I just want to write about some facts. I hope it will be passed to someone that maybe is in the same situation I was. We took our 11 1/2 year old dog in because she had stopped eating the day before. this was 6 months ago the blood work came back with liver failure, internal bleeding and a white blood cell count 5 times normal.
She has had a growth in the abdominal area that we were told was nothing to worry about a couple years ago. The tumor had grown and has been uncomfortable as of lately. We read up and did all of the dietary changes and sam-e twice a day.
I read your site for months and tried to compare notes. I had to beg her to eat for months and we were just dreading the worse. She was tired and could not sleep comfortably. We gave Tramadol only at night and ceprofoxacin twice a day for 6 months. She has been on Metacam for a few years. We figured the growth on the liver was bleeding and causing an infection. I compared my dog’s condition with all of the messages I read on your site.

▸ **Provided data**
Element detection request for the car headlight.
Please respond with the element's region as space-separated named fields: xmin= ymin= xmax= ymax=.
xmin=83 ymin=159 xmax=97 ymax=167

▸ **What this task involves**
Please decide whether each statement below agrees with the account of the sick dog, answering yes or no and quoting the deciding words from the text. 1. The dog was 11 1/2 years old when she was taken in. 2. Tramadol was given twice a day. 3. The dog had been on Metacam for a few years.

▸ **Task answer**
1. Yes: "We took our 11 1/2 year old dog in because she had stopped eating the day before."
2. No: "We gave Tramadol only at night"
3. Yes: "She has been on Metacam for a few years."